***** Record excerpts

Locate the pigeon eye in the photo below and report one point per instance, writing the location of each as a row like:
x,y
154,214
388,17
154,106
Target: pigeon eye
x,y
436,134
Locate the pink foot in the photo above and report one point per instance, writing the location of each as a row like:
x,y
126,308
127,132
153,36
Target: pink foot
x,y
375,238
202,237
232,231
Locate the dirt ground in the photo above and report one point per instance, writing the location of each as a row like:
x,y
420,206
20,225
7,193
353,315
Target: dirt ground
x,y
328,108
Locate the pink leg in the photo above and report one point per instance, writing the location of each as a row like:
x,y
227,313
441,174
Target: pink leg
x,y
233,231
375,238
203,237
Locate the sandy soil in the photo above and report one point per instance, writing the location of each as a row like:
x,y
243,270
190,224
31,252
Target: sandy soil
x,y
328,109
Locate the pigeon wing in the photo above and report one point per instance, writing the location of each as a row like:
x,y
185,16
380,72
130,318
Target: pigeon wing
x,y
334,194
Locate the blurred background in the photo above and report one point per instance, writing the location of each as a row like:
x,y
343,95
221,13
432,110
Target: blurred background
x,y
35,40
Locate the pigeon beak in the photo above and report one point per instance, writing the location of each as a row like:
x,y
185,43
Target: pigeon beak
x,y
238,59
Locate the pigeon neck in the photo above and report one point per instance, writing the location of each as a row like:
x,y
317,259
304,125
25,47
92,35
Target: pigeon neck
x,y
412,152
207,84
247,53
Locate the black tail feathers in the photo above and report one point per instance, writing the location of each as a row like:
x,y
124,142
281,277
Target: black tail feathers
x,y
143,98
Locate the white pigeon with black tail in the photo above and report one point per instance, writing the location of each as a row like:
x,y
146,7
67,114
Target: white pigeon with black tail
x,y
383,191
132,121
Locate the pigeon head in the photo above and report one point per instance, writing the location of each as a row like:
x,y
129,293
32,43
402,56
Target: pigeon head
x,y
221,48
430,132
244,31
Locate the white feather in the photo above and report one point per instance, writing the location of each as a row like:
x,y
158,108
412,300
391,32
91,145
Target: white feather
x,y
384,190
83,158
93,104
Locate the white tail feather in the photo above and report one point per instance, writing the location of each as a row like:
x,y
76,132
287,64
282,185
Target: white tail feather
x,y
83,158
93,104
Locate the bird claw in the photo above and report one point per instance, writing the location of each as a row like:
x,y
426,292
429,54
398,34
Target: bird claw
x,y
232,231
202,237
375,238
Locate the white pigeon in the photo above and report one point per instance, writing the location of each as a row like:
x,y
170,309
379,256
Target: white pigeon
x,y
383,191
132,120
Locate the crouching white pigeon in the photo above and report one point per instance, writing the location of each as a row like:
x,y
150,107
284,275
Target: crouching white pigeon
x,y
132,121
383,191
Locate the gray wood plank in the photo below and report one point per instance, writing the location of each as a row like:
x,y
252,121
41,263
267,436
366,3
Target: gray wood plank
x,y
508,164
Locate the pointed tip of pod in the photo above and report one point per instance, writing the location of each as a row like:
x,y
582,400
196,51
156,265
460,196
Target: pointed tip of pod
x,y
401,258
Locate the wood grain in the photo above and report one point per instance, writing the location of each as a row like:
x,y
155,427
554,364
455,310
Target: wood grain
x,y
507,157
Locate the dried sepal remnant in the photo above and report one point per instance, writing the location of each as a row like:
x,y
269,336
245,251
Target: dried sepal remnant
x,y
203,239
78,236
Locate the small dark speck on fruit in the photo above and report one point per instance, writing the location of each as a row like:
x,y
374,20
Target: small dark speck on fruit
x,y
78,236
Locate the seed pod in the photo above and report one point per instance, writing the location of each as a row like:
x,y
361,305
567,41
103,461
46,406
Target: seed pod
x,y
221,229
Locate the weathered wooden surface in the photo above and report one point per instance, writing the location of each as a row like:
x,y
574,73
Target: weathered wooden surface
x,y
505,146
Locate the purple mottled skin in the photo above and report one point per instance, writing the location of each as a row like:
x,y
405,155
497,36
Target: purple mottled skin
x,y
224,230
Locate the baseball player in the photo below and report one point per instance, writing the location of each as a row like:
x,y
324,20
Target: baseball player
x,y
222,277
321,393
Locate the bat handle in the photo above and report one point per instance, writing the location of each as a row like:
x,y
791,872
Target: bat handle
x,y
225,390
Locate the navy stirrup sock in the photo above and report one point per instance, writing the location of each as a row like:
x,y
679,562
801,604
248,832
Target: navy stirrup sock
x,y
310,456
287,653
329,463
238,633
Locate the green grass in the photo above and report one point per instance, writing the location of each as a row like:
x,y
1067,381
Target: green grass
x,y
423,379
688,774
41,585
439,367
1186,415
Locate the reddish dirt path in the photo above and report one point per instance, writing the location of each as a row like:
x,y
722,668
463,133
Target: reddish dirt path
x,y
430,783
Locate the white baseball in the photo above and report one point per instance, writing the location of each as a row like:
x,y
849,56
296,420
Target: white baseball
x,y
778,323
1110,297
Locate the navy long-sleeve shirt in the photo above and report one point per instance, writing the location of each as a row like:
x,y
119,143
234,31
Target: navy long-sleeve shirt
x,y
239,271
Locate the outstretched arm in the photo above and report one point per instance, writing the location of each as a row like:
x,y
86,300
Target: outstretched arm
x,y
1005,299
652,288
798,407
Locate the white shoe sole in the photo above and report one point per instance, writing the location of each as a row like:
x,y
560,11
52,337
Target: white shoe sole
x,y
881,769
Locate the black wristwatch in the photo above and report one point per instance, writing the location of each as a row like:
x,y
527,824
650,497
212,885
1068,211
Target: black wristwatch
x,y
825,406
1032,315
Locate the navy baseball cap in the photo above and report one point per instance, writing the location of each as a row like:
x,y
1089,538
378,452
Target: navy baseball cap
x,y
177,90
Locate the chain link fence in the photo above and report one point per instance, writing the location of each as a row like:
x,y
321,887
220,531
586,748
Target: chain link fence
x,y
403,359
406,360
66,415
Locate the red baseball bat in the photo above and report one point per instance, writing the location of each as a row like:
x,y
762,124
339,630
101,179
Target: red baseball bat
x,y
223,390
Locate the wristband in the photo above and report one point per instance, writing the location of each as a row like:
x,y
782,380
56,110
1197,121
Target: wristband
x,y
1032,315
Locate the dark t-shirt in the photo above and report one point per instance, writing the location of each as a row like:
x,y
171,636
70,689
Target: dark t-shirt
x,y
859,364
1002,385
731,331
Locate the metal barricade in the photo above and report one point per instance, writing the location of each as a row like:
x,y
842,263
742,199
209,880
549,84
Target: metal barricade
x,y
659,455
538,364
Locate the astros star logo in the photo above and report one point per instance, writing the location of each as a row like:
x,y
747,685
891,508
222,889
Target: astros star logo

**********

# Objective:
Transcribe all the entries, keeping each one exactly as it is.

# Exercise response:
Locate the pigeon eye in the photo below and report one point per instance, writing the location of each as a row like:
x,y
154,214
388,17
154,106
Target: pigeon eye
x,y
436,134
Locate the pink foot in the photo above and report one point per instance, writing the location of each as a row like:
x,y
126,308
127,132
153,36
Target: pink foot
x,y
375,238
202,237
232,231
Locate the dirt ground in the photo above and report one point per instance, writing the location of each as a row like:
x,y
420,206
20,225
7,193
353,315
Target: dirt ground
x,y
328,108
Locate the pink leg in the photo above and report one point per instance, writing the location of each as a row like:
x,y
227,313
441,174
Target: pink leg
x,y
233,231
375,238
203,237
Locate the sandy soil in the photo above and report one point per instance, writing the location of each as a row like:
x,y
243,270
190,224
31,252
Target: sandy soil
x,y
328,109
Locate the pigeon wing in the photo above and report one point per instance, writing the location of each as a row like:
x,y
185,16
380,72
130,318
Target: pigeon wing
x,y
334,194
Locate the blurred background in the photo above and report one point per instance, writing the location of each as a row like:
x,y
343,95
221,13
432,110
Target: blurred background
x,y
35,40
Locate the pigeon beak in the photo above and report one point per instance, writing the location of each as a row like:
x,y
185,43
Target: pigeon beak
x,y
238,59
Locate the pigeon neck in the photo above and report one point per instance, writing the location of each as a row like:
x,y
317,259
304,125
25,47
92,35
Target: pigeon neck
x,y
412,152
207,84
247,53
Locate the black tail feathers in the photo above and report one point per instance, writing the location of each as a row like:
x,y
124,142
281,277
Target: black tail feathers
x,y
143,98
Locate the white pigeon with black tail in the photo above and report one point per instance, writing the location of each as a row like:
x,y
146,7
67,114
Target: white pigeon with black tail
x,y
383,191
132,121
Locate the pigeon head in the photo above and report one point per instance, writing the location of each as a row like:
x,y
129,293
32,43
402,56
Target: pigeon head
x,y
221,48
430,132
244,31
Locate the white feather in the photo above and report one point per instance, writing the location of each as a row like:
x,y
158,108
412,300
391,32
91,145
Target: white feather
x,y
384,190
83,158
93,104
Locate the white tail feather in the photo above and report one point per instance, writing the location of each as a row like:
x,y
76,132
287,64
282,185
Target: white tail feather
x,y
83,158
93,104
Locate the bird claw in the photo above and report one point per instance, writing the location of each as a row like:
x,y
426,292
429,54
398,34
Target: bird claw
x,y
232,231
202,237
375,238
Locate the white pigeon in the photo above and report one point per instance, writing the location of each as a row like:
x,y
170,309
379,256
Target: white pigeon
x,y
383,191
132,120
Locate the crouching white pigeon in the photo above and report one point per instance, writing the location of each as a row like:
x,y
150,107
284,275
Target: crouching white pigeon
x,y
132,121
383,191
Locate the gray wood plank in the photo below and report one point per instance, writing the location of each as a row like:
x,y
252,121
41,263
267,436
366,3
Target: gray wood plank
x,y
508,164
Locate the pointed tip of pod in the photo above and report one point per instance, writing the location of each as a row like:
x,y
582,400
196,51
156,265
460,196
Target: pointed tip of pod
x,y
401,258
Locate the wood grain in the photo above and report one point per instance, writing the location of each as a row like:
x,y
155,427
554,364
455,310
Target: wood grain
x,y
507,157
Locate the dried sepal remnant in the photo above and report one point per instance, writing the location of each as a row like:
x,y
269,336
245,251
Target: dried sepal remnant
x,y
203,239
78,236
Locate the small dark speck on fruit in the photo above and report one point per instance, writing the location of each as a row like:
x,y
374,20
Target: small dark speck on fruit
x,y
78,236
Locate the seed pod in the photo above and report one point per instance, writing the location of each as a row like:
x,y
361,305
567,41
103,461
46,406
Target: seed pod
x,y
221,229
Locate the weathered wooden surface in the photo above and report one point per instance, writing the location of each as a row like:
x,y
574,73
Target: weathered wooden surface
x,y
505,146
Locate the purple mottled skin in the photo above and report one point per instance, writing the location of each as a row like:
x,y
405,155
497,36
Target: purple mottled skin
x,y
224,230
Locate the baseball player in the photo below and report one point per instance, writing the location of each as a row like:
x,y
324,20
Target: baseball player
x,y
222,277
321,393
Locate the bat handle in the photo above and report one point per instance, writing the location of each as a row like:
x,y
791,872
Target: bat handle
x,y
225,390
Locate the navy stirrup sock in the photo above and report one point per instance, writing the location of each as a row like:
x,y
679,562
801,604
248,832
Target: navy stirrup sock
x,y
310,456
287,653
329,463
238,633
Locate the green grass in the photo above and report one point per instance, writing the location of each as a row like:
x,y
1067,381
Target: green grass
x,y
423,379
688,774
41,585
439,367
1186,415
Locate the reddish dirt path in the photo above and report one point per instance, writing the location of each as a row like:
x,y
722,668
463,133
Target: reddish dirt path
x,y
430,783
Locate the white baseball in the photo above and report one point per instance, writing the location of each as a row like:
x,y
849,56
296,420
Target: white baseball
x,y
778,323
1110,297
Locate the navy long-sleeve shirt in the photo above and report one point per instance, writing the location of each as a row like:
x,y
119,143
234,31
Target: navy long-sleeve shirt
x,y
239,271
Locate the outstretched arm in the photo above and report one point per instance, writing the location of each as a row like:
x,y
86,300
Target: outstretched arm
x,y
1005,299
652,288
798,407
Locate the white shoe sole in the photo above and report one point per instance, writing the location of each as a row like:
x,y
560,11
52,337
Target: white shoe sole
x,y
881,769
Locate the black wristwatch in the photo above and report one point per instance, writing the location of each as a row like:
x,y
527,824
650,497
212,885
1068,211
Target: black wristwatch
x,y
825,406
1032,315
Locate the navy baseball cap in the photo above and report one point per instance, writing the location of each as a row like:
x,y
1089,538
378,452
Target: navy baseball cap
x,y
177,90
Locate the chain link fence in the photo above and report one point per instance, writing the location of each as a row like:
x,y
321,887
220,531
586,748
Target: chain link fence
x,y
403,359
406,360
66,415
Locate the red baseball bat in the photo above and report one point per instance, writing the location of each as a row like:
x,y
762,124
339,630
101,179
Target: red baseball bat
x,y
223,390
Locate the wristband in the photo above and report one point per instance, writing the location of each as a row like:
x,y
782,380
56,110
1197,121
Target: wristband
x,y
1032,315
Locate the dark t-shirt in the photo above and report one point per instance, writing the location of each as a row like:
x,y
171,636
70,689
Target: dark t-shirt
x,y
859,364
1002,385
731,331
Locate the metal barricade in the photo above and report one point per instance, writing the location of each as a row like:
x,y
842,263
742,199
209,880
549,84
Target: metal barricade
x,y
659,455
538,364
Locate the astros star logo in the photo above and report one point per instance, writing the location of each as a row like:
x,y
747,685
891,508
222,889
Target: astros star logo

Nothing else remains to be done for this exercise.